Monday, January 19, 2015

Dolan Morgan's Treatment for Writer's Block

In the 71st in a series of posts on 2014 books entered for The Story Prize, Dolan Morgan, author of That's When the Knives Come Out (Aforementioned Productions) describes his solution to an all too common malady.

For years, “writer’s block” eluded me as a concept. I did not understand what it meant or even how it could be deemed a real affliction. Were people really having this problem? How did they know? I considered the term at best a melodramatic cover for laziness, and at worst a sign of innate inability.
I was wrong, of course, and a fool. I cringe now thinking of the way, in my youth, I would parade around and demand that people who think they have writer’s block should just sit down, get over themselves, and write already, that ideas come from action and not from perfect planning. Anyone who has experienced writer’s block knows that this is not only terrible advice but dangerous too—because writer’s block is real. It’s physical, invasive, and persistent. I learned this the hard way, and spent weeks recovering.

## REQUIREMENT
Please list every adjective in the post's paragraph beginning "I was wrong, of course" that describes writer's block itself. Answer each entry using only the post.

## DATA LISTING
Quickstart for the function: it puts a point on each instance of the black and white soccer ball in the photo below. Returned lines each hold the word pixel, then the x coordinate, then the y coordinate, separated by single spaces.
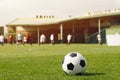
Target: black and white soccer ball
pixel 74 63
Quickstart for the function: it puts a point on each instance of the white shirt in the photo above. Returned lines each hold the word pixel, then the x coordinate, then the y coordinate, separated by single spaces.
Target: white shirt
pixel 42 38
pixel 51 37
pixel 69 37
pixel 99 37
pixel 1 38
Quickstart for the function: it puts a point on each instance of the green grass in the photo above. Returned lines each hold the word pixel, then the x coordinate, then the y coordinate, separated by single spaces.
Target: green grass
pixel 44 62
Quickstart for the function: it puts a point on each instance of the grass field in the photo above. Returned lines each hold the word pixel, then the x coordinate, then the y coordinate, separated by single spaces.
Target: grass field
pixel 44 62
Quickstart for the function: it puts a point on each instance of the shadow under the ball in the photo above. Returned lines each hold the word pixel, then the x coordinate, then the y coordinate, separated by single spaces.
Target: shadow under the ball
pixel 91 74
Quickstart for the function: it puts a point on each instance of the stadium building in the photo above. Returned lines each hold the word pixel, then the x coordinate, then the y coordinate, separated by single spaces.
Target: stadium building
pixel 83 29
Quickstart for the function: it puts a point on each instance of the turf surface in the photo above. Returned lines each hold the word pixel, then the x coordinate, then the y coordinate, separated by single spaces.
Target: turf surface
pixel 44 62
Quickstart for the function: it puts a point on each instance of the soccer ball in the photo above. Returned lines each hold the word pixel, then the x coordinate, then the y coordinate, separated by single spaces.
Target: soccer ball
pixel 74 64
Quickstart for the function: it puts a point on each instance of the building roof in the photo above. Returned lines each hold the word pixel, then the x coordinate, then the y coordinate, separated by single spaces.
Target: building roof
pixel 48 21
pixel 34 21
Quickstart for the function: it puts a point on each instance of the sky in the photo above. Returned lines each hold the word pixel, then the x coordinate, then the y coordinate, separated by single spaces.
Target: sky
pixel 12 9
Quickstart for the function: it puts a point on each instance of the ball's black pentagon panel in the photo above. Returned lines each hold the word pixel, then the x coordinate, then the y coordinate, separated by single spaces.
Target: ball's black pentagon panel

## THE ANSWER
real, physical, invasive, persistent